[Data items]
"""
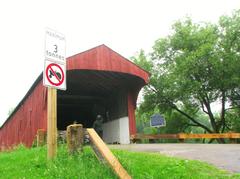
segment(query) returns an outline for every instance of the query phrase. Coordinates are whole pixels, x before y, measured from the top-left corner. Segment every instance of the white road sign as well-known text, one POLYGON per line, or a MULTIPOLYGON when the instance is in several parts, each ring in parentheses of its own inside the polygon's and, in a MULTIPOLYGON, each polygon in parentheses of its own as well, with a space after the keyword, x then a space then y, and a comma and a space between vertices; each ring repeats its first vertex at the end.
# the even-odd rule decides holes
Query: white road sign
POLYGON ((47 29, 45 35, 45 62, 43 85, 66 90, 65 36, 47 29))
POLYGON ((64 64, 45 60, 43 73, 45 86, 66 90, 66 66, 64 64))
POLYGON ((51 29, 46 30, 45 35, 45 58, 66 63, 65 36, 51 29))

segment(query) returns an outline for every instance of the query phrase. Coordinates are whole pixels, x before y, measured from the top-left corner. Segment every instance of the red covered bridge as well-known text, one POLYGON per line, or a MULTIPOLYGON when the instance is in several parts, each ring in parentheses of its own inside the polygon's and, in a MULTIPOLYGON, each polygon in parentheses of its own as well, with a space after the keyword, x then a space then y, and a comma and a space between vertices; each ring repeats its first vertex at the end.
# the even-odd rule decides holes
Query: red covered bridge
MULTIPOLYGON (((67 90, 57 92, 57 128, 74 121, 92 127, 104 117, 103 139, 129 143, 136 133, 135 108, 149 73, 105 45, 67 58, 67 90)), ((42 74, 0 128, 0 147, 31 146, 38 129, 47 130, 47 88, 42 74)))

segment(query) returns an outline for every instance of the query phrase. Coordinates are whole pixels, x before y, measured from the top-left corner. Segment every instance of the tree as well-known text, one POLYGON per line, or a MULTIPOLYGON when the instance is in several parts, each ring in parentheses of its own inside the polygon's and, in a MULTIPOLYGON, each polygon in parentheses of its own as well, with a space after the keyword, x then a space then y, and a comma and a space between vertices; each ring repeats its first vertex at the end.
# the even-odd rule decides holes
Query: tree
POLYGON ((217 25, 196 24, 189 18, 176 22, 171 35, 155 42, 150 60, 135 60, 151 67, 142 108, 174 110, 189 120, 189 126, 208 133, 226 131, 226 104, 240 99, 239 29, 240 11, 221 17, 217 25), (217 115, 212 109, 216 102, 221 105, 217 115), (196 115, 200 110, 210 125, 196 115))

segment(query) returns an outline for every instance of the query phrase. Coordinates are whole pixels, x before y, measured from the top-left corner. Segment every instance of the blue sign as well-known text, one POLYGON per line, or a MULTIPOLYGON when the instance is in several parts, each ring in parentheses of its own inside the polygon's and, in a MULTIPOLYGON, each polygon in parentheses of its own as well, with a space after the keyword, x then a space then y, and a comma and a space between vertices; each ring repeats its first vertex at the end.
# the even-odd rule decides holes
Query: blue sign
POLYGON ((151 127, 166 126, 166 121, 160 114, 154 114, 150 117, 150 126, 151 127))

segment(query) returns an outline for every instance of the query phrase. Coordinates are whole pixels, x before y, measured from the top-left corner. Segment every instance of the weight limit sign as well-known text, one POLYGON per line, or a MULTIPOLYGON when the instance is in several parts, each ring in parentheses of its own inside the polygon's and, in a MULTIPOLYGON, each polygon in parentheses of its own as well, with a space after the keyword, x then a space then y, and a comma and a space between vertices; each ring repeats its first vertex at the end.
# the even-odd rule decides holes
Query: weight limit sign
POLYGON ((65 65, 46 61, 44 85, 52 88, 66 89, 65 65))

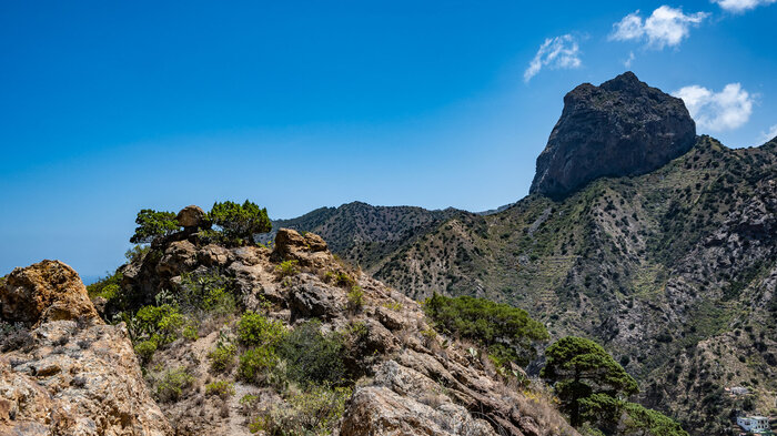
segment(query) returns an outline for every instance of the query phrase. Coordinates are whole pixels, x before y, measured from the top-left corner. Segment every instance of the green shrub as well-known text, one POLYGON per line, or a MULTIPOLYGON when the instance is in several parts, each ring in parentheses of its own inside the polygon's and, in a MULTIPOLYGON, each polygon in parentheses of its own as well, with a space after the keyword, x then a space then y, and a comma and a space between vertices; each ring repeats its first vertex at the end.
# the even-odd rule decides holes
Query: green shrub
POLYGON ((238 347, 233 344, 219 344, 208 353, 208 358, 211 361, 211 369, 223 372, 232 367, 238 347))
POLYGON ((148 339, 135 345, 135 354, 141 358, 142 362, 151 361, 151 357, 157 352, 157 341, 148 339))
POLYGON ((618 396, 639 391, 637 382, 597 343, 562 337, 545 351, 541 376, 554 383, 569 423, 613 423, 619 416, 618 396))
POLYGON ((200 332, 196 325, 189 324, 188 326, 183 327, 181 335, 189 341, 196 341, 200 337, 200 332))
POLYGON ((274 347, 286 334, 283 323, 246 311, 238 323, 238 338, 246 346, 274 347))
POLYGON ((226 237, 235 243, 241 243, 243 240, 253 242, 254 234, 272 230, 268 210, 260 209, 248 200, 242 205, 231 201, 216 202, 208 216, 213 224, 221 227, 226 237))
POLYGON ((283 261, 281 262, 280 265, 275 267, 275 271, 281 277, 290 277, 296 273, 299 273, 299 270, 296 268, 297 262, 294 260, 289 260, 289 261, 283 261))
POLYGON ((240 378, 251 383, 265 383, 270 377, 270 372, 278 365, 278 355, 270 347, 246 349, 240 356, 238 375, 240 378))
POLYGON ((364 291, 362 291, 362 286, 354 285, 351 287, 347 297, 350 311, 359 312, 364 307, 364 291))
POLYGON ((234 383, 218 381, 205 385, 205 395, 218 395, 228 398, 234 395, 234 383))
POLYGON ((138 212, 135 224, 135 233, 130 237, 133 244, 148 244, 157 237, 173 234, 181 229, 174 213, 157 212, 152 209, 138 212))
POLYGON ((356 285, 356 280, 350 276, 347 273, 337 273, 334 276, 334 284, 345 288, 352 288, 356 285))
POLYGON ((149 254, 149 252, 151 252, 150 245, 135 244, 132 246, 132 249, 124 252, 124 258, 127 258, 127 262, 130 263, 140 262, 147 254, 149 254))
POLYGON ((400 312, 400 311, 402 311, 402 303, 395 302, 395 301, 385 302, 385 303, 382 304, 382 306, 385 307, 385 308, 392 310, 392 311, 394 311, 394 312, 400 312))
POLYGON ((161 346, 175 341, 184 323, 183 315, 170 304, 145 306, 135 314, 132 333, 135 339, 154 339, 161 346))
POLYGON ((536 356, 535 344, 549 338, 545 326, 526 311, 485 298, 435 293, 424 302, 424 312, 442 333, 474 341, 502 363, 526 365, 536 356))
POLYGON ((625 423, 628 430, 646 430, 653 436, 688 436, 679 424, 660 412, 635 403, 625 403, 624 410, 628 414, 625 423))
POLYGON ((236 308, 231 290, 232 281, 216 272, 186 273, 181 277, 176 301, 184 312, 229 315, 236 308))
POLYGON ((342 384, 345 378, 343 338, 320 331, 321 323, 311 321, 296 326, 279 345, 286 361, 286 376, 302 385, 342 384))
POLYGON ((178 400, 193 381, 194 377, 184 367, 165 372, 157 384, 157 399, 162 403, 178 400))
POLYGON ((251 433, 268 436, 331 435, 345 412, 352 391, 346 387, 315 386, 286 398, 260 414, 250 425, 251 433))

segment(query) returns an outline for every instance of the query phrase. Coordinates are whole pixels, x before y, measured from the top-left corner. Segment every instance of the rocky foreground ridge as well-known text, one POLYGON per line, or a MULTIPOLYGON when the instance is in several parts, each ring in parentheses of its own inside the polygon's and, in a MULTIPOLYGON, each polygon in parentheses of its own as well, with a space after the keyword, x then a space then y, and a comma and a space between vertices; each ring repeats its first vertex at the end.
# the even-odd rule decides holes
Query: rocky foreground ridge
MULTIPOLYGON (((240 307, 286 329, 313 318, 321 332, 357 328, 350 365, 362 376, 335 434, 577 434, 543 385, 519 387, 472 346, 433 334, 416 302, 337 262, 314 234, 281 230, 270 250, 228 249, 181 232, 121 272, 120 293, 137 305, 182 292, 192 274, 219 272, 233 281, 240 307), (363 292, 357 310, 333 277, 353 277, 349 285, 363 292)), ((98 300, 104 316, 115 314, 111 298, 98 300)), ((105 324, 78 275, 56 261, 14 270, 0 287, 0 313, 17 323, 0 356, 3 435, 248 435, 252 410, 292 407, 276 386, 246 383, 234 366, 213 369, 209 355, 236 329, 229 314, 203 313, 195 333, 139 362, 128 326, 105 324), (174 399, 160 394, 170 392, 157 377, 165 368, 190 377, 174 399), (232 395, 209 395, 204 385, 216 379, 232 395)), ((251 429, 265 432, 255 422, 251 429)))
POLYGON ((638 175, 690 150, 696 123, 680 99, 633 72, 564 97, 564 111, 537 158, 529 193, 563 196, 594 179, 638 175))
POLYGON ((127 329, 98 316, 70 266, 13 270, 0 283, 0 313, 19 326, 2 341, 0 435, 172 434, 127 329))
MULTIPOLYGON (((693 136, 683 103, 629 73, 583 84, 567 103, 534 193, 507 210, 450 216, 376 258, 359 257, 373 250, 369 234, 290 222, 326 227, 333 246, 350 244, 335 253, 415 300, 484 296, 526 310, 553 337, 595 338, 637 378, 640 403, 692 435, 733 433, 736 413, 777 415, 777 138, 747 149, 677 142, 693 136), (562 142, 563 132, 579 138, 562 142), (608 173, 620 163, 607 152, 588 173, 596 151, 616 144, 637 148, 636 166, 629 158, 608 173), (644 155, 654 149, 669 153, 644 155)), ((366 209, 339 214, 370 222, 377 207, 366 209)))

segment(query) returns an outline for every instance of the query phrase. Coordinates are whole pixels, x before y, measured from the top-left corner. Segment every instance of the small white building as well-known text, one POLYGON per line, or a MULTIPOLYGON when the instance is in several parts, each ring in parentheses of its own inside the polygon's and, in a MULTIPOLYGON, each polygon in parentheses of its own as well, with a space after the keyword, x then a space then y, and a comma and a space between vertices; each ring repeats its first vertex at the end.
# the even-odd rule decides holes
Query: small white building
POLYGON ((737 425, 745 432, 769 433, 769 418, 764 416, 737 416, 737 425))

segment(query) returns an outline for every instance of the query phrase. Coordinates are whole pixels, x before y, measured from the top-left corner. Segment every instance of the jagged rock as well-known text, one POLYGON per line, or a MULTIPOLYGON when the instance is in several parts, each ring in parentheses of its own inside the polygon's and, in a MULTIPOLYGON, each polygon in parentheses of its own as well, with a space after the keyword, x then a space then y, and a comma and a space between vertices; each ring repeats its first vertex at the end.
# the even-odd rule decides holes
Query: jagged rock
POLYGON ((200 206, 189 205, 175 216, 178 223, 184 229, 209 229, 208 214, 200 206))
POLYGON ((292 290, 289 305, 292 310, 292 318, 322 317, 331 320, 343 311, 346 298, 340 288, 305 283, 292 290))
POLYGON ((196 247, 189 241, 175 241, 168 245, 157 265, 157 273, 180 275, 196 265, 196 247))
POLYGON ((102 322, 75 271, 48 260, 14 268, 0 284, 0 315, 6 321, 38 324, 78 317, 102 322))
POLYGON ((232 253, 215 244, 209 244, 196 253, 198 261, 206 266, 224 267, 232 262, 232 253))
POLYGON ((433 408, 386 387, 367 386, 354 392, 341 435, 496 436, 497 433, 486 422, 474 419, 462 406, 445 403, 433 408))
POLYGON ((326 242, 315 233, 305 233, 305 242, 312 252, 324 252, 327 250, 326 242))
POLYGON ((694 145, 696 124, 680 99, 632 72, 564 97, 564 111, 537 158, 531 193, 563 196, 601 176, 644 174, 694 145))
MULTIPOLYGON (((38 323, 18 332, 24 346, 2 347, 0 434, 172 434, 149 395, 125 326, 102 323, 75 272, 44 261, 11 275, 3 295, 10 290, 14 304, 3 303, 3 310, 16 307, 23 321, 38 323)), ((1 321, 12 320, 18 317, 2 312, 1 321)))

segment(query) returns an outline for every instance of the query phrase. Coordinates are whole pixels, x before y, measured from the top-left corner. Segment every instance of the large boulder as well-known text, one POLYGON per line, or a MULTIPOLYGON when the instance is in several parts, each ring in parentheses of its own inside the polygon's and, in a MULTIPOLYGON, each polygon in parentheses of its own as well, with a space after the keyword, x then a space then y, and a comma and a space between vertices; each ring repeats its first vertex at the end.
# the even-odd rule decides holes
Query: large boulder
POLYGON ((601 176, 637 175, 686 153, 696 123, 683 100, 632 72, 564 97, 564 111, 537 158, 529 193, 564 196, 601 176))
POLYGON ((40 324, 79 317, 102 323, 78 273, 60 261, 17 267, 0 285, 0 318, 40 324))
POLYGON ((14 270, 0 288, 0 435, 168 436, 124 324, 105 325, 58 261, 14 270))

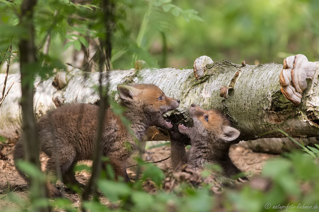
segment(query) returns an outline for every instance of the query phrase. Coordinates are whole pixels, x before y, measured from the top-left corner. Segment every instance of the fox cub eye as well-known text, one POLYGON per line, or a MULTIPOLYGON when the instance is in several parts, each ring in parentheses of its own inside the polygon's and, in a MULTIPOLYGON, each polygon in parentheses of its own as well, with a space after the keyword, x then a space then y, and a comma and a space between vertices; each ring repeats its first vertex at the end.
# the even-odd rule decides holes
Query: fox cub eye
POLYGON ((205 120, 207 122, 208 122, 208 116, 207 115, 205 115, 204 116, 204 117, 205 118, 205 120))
"""
Stated exercise
Turn the lines of the entries above, from the line containing "of the large" through the end of the entries, into a numbered list, skipping blank lines. Leave the pictures out of your answer.

Written response
1. segment(query) returns an outline for every instance of the query phrase. Coordinates are whole pixels, x before y, measured from the top-left corner. Segment every instance of the large boulder as well-known text, one POLYGON per line, or a MULTIPOLYGON when the instance is in several parts, each ring in parentheses of its own inside the polygon's and, in a MULTIPOLYGON, each polygon in parentheses of its own as well, with a space after the keyword, x then a space then y, and a comma and a space between vertices; each ring repeats its first vertex at the end.
2. # the even-odd rule decides holes
3. Query: large boulder
4. POLYGON ((601 176, 637 175, 686 153, 696 123, 683 100, 632 72, 564 97, 564 111, 537 158, 529 193, 564 196, 601 176))
5. POLYGON ((40 324, 79 317, 102 323, 78 273, 60 261, 17 267, 0 285, 0 318, 40 324))
6. POLYGON ((14 270, 0 288, 0 435, 168 436, 124 324, 105 325, 58 261, 14 270))
7. segment(query) returns an outline for every instance of the query phrase. Coordinates are whole pixels, x before y, measured from the top-left corner. Segment every instance of the fox cub eye as well-known text, one POLYGON per line, or a MULTIPOLYGON when the instance is in several parts, each ring in parentheses of its own inside the polygon's and, in a MULTIPOLYGON, each polygon in parentheses of its own as well, with a space after the keyword, x then a space then y, and a comma and a space between vertices; each ring repeats its first vertex at the end.
8. # the even-odd rule decides holes
9. Query: fox cub eye
10. POLYGON ((205 120, 207 122, 208 122, 208 116, 207 115, 205 115, 204 116, 204 117, 205 118, 205 120))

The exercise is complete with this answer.